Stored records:
++++++

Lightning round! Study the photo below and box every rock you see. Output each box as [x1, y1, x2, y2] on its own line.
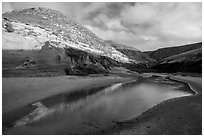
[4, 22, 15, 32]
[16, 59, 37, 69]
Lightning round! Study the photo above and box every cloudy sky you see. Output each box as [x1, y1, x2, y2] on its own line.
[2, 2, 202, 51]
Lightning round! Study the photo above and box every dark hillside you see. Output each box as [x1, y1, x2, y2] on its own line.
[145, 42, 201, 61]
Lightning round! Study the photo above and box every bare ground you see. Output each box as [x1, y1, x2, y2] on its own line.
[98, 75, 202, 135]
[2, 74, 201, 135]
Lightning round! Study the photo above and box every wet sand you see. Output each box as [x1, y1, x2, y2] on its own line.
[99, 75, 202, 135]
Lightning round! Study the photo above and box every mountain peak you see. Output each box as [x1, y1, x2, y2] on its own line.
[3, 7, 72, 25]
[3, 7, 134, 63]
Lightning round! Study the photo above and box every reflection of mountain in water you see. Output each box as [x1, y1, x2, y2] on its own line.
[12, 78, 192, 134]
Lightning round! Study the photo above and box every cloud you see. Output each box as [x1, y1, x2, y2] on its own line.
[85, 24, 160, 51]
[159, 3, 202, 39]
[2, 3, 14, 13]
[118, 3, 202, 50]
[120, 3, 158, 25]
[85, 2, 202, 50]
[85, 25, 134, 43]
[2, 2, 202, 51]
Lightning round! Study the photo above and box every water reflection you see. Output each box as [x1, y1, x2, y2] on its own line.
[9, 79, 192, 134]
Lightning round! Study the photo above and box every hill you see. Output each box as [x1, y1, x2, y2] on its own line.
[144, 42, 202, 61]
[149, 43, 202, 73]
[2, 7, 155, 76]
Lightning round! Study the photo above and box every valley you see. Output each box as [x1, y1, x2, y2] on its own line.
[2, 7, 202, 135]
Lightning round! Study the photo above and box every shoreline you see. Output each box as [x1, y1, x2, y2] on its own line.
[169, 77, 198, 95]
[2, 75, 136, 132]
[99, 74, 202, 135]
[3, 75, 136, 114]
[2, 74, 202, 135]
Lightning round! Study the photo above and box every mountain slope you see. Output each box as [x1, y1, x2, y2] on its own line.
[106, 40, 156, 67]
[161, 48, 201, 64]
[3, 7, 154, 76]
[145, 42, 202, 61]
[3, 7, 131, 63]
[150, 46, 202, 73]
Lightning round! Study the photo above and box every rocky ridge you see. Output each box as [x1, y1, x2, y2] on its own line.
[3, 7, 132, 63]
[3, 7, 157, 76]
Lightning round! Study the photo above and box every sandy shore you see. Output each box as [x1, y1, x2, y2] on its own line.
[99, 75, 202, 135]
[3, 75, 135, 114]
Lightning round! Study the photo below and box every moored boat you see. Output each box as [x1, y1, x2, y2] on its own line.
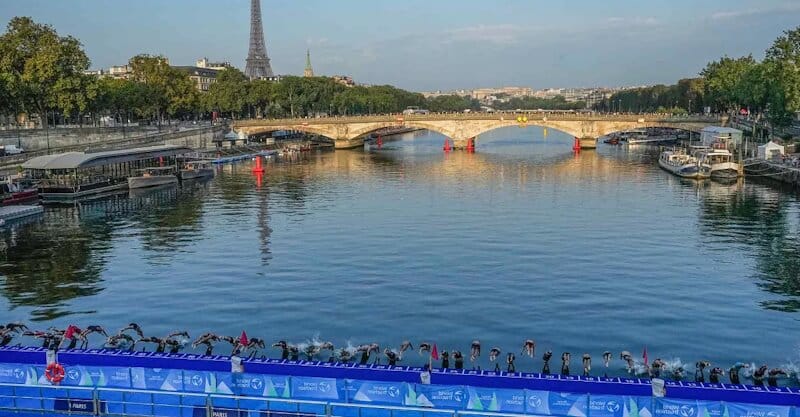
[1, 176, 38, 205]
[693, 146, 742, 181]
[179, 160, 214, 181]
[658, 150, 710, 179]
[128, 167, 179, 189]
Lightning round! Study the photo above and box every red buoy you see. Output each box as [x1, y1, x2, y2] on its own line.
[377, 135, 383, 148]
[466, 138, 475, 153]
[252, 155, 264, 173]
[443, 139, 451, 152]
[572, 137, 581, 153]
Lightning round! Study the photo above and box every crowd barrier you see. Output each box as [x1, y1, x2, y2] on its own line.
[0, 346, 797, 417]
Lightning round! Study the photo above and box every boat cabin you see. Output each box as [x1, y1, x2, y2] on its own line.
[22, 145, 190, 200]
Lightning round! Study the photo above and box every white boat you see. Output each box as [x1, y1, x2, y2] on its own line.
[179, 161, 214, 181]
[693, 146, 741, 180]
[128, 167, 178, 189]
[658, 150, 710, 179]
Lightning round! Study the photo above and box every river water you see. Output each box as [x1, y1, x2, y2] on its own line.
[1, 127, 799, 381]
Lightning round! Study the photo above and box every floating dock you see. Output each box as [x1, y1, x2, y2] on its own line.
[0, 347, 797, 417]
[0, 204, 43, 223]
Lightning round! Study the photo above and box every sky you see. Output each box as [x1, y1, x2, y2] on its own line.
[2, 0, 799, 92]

++++++

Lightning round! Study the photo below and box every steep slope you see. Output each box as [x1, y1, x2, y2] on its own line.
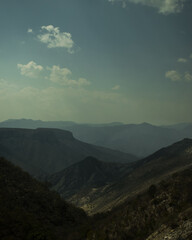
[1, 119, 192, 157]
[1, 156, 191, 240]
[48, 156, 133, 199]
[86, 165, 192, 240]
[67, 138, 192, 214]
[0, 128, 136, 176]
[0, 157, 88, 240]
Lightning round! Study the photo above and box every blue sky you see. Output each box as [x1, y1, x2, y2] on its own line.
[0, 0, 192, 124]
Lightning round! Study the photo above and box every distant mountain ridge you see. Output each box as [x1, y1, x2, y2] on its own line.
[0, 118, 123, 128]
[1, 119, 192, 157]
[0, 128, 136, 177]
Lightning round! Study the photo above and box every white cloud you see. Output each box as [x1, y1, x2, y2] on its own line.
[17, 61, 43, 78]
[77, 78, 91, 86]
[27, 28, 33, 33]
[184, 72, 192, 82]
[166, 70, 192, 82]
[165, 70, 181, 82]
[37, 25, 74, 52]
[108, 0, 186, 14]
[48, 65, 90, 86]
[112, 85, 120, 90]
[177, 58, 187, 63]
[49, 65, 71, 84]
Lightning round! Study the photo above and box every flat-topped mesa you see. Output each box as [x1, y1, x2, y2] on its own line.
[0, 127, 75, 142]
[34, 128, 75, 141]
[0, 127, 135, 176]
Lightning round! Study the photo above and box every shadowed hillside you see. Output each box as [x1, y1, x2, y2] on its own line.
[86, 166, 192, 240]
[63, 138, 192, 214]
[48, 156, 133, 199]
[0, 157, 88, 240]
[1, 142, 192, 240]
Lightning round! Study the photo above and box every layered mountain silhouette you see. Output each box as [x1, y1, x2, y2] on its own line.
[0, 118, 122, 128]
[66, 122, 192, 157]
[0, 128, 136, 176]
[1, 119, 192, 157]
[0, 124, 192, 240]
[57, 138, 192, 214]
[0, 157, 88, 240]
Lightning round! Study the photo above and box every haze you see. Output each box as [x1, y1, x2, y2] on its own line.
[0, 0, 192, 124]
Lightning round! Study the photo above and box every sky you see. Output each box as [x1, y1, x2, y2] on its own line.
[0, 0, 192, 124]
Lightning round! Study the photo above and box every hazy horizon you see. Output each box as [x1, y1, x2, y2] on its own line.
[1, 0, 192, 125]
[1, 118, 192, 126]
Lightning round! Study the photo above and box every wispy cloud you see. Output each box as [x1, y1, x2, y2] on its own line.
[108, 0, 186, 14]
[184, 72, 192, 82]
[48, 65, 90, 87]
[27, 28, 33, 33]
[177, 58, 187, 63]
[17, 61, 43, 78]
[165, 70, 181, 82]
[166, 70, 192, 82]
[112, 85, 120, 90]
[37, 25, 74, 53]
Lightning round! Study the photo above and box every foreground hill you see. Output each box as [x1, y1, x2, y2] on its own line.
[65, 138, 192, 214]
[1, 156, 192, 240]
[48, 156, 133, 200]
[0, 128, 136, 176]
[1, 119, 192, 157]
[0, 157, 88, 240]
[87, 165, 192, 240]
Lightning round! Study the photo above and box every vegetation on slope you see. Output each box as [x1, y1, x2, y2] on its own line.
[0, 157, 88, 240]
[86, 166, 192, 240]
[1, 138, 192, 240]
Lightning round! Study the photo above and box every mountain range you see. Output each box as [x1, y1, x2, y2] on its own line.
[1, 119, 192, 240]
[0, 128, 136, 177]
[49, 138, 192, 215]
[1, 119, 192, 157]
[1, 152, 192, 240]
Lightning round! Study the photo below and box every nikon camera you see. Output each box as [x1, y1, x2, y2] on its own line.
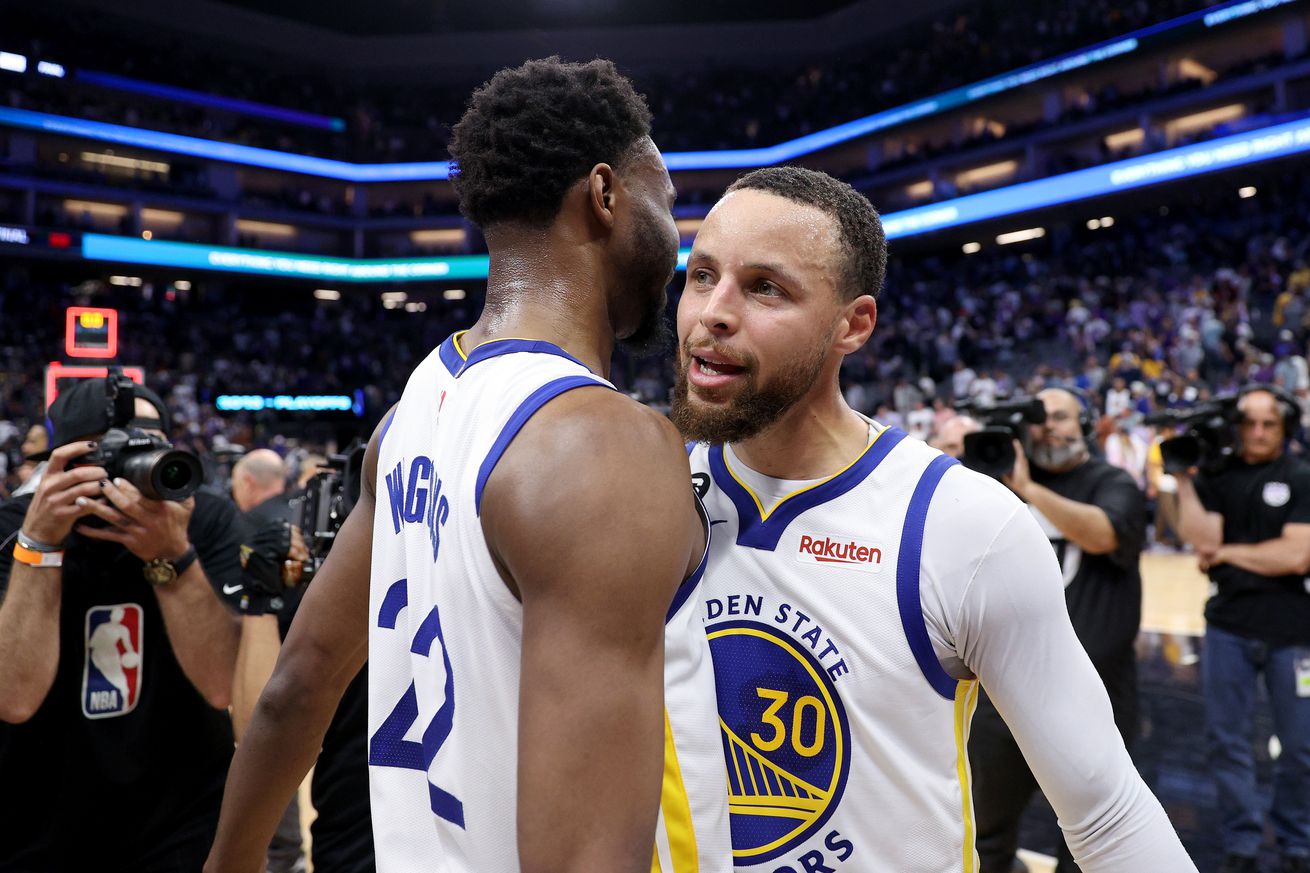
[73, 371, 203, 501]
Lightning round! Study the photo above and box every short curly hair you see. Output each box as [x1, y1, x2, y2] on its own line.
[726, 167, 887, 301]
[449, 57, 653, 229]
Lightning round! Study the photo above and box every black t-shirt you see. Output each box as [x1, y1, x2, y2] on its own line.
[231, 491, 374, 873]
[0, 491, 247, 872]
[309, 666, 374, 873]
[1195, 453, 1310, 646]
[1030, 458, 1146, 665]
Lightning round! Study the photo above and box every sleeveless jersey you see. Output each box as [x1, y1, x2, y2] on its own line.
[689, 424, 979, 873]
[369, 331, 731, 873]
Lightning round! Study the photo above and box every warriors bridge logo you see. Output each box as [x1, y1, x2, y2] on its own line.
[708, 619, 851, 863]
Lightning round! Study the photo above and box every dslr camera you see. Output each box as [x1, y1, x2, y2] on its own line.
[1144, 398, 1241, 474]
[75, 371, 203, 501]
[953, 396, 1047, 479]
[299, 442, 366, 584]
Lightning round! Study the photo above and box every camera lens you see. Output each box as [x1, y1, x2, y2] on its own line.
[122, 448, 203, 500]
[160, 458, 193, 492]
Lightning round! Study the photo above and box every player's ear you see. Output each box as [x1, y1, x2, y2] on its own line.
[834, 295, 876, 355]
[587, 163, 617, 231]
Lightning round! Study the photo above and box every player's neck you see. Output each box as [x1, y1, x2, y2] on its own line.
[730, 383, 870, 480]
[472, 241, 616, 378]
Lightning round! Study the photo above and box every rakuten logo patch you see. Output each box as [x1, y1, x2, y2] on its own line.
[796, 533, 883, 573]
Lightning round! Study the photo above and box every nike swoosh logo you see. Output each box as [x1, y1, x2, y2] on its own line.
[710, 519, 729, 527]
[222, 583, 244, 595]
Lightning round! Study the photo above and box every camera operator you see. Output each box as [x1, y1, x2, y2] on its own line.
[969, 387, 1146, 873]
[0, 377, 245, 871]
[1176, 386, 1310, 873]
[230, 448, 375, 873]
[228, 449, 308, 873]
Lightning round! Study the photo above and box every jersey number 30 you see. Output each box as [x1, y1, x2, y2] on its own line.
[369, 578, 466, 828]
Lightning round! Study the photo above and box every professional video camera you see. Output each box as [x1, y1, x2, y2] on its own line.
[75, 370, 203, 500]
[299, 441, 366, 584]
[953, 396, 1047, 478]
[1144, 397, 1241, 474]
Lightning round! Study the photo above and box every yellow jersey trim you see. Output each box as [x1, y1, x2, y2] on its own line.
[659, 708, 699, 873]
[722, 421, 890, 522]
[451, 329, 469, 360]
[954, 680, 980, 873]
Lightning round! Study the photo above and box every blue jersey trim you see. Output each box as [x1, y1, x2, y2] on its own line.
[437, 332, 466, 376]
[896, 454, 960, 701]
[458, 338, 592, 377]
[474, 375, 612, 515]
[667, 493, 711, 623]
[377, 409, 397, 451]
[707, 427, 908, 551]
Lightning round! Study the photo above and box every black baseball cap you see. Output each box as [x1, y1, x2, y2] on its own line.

++++++

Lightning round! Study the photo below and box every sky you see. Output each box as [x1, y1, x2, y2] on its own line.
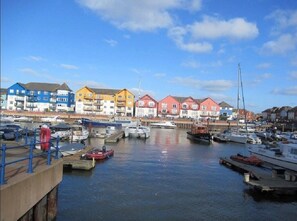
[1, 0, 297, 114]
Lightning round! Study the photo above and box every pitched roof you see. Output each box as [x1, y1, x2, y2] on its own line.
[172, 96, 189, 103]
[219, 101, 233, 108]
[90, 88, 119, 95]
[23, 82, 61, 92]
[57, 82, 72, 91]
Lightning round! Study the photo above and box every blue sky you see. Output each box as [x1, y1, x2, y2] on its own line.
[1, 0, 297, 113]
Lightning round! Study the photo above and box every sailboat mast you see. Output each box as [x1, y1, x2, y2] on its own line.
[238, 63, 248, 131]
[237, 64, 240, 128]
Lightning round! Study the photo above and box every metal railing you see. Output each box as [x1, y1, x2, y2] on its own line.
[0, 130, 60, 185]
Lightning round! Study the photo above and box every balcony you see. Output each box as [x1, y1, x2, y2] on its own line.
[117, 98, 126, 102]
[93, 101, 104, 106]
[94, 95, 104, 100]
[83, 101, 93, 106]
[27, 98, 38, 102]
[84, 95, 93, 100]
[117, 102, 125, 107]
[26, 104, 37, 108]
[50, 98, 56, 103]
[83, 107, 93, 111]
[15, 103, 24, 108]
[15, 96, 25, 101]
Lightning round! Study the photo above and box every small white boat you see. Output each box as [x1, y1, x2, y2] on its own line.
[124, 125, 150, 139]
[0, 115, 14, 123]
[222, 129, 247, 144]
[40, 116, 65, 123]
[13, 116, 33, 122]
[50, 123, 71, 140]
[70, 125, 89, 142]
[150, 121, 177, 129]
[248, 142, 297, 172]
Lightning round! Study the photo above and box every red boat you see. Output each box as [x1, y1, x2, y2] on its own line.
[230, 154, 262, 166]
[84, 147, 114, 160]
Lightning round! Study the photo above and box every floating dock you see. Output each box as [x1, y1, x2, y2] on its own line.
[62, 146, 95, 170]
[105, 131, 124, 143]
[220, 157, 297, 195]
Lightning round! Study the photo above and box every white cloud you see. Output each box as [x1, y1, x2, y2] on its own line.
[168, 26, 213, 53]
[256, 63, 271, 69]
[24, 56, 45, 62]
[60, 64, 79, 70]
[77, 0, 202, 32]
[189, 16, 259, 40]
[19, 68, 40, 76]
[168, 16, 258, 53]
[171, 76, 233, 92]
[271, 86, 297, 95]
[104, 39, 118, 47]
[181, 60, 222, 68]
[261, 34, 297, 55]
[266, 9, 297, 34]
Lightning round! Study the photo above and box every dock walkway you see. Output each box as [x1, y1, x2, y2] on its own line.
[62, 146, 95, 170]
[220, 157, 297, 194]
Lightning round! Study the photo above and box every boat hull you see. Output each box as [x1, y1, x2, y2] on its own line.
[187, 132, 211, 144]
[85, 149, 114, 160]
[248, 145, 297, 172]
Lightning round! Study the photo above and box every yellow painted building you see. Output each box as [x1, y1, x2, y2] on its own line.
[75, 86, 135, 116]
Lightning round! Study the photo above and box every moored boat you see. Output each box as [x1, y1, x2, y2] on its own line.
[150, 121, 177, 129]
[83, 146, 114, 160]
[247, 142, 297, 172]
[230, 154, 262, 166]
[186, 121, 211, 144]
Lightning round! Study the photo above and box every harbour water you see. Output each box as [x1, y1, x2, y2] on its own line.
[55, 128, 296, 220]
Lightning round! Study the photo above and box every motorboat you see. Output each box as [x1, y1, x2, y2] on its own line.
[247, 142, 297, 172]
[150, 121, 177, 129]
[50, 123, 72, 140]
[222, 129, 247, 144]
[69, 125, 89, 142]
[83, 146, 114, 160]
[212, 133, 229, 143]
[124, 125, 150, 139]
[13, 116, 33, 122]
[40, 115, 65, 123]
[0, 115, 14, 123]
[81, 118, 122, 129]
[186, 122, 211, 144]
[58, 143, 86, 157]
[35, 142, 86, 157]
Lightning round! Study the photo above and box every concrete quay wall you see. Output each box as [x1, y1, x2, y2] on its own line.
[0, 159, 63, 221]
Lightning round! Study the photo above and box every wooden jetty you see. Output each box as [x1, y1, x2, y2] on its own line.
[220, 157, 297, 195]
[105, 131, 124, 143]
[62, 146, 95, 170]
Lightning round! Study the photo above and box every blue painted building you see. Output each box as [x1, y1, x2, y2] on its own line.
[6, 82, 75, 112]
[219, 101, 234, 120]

++++++

Repeat word for word the lines above that run from the line containing "Lightning round! Study the photo above and box every rakuten" through the line containing "every black baseball", both ends included, and nothing else.

SOLUTION:
Lightning round! Study the photo above and box every rakuten logo patch you see. Output each box as [x1, y1, x2, y2] on its own line.
[796, 533, 883, 573]
Lightning round! Study the photo above and box every nike swoosh logo you see. Output each box as [x1, y1, x2, y2] on its own line.
[710, 519, 729, 527]
[222, 583, 244, 595]
Lightning round! Study the photo above and box every camera operator you see. Output each box as [x1, y1, x2, y2] on its own line.
[969, 387, 1146, 873]
[0, 377, 245, 871]
[1176, 386, 1310, 873]
[230, 448, 375, 873]
[228, 449, 308, 873]
Lightning round! Study the photo above and box every jersey number 30 you see. Output each box as [x1, y1, x2, y2] on its own line.
[369, 578, 466, 828]
Lightning round! Study the photo above and box every professional video camera you see. Output each box as [x1, y1, x2, y2] on its own line.
[75, 370, 203, 500]
[299, 441, 366, 584]
[953, 396, 1047, 478]
[1144, 397, 1241, 474]
Lightning round! Study the photo above and box every yellow jersey trim you see. Output each box as [x1, y1, x2, y2] on its own line.
[659, 708, 699, 873]
[722, 421, 890, 522]
[451, 329, 469, 360]
[954, 680, 980, 873]
Lightning round! Study the photo above and box every blue jersey trim you see. Output each box as [x1, y1, x2, y2] on its own line.
[437, 332, 466, 376]
[896, 454, 960, 701]
[458, 338, 592, 377]
[474, 375, 612, 515]
[667, 493, 711, 623]
[377, 409, 397, 451]
[707, 427, 908, 551]
Lightning round! Study the photo above and box every black baseball cap you see. Output each box as [x1, y1, x2, y2] on its own line.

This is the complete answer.